Action item
Extend the news report on Covid vaccination for 16 and 17-year-olds in Scotland, picking up after its last sentence.

====== Selected passage

Covid Scotland: Covid jags for 16 and 17-year-olds 'to be approved'
Updated advice on Covid vaccination of children is expected from the Joint Committee on Vaccination and Immunisation within days.
First Minister Nicola Sturgeon said she was “veering towards expecting” the Joint Committee on Vaccination and Immunisation (JCVI) would soon outline updated guidance for young people having the coronavirus jab.
Speaking to MSPs on Tuesday, Ms Sturgeon had suggested the decision could come within days.
And The Daily Mail and The Daily Telegraph both reported that the change would be approved on Wednesday.
Ms Sturgeon said: “We are waiting on JCVI advice. When I say ‘we’, I am obviously referring to the Scottish Government, but the UK, Welsh and Northern Irish governments are in the same position.”
Ms Sturgeon said the four chief medical officers across the UK had written to the JCVI asking them to look again at vaccination advice for young people.
She said: “First, as a priority, I am particularly hopeful that we will see updated recommendations for 16 and 17-year-olds.
“I am hoping for – possibly veering towards expecting – updated advice from the JCVI in the next day or so.”
The JCVI has so far ruled out the mass vaccination of healthy children, but under existing guidance young people aged 16 to 17 with underlying health conditions which put them at higher risk of serious Covid infection should have already been offered a jab.
Children aged 12 to 15 with certain conditions which make them vulnerable to coronavirus can also access the vaccine, as can those aged 12 to 17 who live with an immunosuppressed person, such as a parent or grandparent.

============
====== Supplied records

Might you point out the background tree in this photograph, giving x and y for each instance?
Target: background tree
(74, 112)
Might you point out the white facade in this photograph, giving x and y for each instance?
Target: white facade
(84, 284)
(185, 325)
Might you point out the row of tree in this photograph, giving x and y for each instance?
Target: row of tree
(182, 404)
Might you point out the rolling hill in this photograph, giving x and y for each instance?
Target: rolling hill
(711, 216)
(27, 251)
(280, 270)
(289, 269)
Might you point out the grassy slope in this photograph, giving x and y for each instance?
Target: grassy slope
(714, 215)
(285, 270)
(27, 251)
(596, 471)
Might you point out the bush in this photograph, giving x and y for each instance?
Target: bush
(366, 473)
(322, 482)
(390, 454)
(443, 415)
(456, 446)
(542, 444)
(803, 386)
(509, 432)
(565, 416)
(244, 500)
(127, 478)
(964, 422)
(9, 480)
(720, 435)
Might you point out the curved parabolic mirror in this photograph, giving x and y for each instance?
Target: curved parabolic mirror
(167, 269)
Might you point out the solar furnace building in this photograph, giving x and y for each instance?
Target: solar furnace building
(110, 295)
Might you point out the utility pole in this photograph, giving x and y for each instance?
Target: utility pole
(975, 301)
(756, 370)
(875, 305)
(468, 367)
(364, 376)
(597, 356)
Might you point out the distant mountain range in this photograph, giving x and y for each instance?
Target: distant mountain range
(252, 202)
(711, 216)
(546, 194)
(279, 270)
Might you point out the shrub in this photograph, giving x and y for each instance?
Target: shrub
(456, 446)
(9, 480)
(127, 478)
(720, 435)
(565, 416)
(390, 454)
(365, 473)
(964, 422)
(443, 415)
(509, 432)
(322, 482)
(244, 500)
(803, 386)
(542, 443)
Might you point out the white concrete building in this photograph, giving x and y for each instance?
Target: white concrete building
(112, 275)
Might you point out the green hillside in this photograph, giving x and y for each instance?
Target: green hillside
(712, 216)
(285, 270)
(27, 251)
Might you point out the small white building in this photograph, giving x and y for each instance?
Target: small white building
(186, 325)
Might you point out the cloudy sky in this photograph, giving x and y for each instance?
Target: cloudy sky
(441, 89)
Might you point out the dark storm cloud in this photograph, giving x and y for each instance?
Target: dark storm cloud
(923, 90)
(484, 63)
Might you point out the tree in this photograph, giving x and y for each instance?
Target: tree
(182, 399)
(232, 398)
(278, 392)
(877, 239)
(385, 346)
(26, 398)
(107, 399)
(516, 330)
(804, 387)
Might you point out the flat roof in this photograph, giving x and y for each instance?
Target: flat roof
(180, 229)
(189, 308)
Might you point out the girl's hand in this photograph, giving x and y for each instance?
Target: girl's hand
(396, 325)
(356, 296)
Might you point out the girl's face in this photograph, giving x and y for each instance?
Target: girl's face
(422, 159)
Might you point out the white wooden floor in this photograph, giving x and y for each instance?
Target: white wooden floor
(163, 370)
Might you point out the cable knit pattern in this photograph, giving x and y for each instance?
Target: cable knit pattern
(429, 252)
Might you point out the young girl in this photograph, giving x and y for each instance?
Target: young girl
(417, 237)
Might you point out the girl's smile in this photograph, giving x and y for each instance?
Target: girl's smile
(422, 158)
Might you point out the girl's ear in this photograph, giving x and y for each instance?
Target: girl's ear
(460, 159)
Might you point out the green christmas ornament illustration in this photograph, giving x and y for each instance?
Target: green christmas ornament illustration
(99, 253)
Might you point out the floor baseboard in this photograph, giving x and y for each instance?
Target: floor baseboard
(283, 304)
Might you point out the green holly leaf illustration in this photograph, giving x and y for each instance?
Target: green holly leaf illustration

============

Answer to this exercise
England’s chief medical officer Professor Chris Whitty previously said there was a balance to be struck between vaccinating young people who do not tend to suffer severely from the virus, and ensuring their lives were not disrupted.
Labour’s shadow health secretary Jonathan Ashworth said: “With the JCVI apparently about to give the green light to vaccinating 16-year-olds, ministers need to ensure plans are in place to roll out this vital next stage of vaccination while ensuring parents have all the facts and information they need.”
Ms Sturgeon said she was hoping for “firm updated recommendations” that 16 and 17 year olds be offered the vaccine as a priority.
She said: “Assuming it is safe and the risk benefit analysis bears this out, I would like to see us in the fullness of time… offer vaccination to all people in that age group.”
Ms Sturgeon urged young people to take up a vaccine when offered it, especially before enjoying new freedoms such as the opening of nightclubs.
The Scottish Government is “keeping options open” on the use of Covid vaccine passports for access to some higher risk venues in future.
But Ms Sturgeon added: “I would be passionately and fundamentally opposed to their use for access to public services or anything that was seen as essential for people.”